## BRIEF
Pick out all lines of the entries that include the word "below" and copy them.

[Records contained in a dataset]
=== Section Start ===

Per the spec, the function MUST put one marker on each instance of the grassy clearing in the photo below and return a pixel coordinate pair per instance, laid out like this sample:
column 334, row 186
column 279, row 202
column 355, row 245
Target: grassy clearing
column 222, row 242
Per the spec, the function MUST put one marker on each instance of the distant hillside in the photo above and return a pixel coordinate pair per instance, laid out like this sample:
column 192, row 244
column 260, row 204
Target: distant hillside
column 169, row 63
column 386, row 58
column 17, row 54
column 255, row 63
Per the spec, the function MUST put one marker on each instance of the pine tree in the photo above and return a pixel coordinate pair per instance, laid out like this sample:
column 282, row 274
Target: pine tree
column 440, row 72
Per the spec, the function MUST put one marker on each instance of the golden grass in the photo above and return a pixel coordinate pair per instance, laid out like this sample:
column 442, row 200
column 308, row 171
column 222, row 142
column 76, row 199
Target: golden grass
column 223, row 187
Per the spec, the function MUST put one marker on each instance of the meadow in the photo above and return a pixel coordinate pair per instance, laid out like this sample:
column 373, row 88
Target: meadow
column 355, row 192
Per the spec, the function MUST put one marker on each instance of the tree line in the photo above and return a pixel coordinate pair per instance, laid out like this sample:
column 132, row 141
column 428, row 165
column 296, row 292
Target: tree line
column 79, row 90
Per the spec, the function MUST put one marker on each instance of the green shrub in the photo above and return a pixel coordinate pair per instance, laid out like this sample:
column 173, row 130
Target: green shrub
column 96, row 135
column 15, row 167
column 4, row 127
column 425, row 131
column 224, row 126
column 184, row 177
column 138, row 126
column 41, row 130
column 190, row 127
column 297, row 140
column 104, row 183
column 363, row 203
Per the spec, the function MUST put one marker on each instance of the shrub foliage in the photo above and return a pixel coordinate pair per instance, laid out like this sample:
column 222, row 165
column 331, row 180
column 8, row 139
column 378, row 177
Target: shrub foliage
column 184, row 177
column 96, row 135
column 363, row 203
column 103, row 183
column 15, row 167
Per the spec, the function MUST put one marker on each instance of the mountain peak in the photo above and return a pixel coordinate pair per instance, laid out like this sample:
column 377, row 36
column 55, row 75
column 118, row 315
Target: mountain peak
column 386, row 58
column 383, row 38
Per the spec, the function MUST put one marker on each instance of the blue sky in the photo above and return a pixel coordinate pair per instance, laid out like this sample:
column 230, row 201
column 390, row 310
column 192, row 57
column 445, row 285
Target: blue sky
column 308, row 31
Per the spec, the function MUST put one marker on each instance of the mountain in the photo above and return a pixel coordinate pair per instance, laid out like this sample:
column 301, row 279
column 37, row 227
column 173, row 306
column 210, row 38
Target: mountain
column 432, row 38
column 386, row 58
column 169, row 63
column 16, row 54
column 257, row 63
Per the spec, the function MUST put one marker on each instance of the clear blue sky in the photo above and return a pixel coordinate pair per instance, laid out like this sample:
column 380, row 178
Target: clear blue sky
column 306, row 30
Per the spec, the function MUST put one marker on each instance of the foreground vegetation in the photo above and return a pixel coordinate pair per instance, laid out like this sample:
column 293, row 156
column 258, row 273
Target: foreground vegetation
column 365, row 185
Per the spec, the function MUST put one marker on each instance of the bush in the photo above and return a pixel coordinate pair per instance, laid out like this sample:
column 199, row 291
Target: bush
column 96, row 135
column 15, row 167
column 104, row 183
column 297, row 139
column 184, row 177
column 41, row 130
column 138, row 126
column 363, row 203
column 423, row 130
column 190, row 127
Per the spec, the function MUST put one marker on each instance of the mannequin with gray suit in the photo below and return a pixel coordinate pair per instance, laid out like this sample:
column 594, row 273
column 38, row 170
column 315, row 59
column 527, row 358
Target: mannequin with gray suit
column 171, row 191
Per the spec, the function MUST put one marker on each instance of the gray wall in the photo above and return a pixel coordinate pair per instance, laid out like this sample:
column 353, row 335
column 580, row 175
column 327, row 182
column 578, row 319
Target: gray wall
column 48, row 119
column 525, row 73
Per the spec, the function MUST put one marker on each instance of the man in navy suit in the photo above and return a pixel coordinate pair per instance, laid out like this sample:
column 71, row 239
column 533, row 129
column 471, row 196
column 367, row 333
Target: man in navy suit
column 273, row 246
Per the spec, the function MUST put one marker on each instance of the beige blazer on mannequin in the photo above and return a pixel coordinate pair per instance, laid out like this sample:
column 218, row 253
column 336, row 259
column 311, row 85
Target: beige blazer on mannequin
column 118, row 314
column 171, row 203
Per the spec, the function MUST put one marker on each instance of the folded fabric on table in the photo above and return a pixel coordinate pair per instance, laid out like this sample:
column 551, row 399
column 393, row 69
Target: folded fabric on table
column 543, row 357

=== Section End ===

## SOLUTION FOR THIS EXERCISE
Per the spec, the function MUST put one marker on each instance of the grassy clearing in the photo below and return a pixel coordinate pair per instance, laid out like this sample:
Per the spec, the function MUST put one marker on each instance of the mannequin with gray suit in the photo below and return a pixel coordinate pair per instance, laid out like this sample:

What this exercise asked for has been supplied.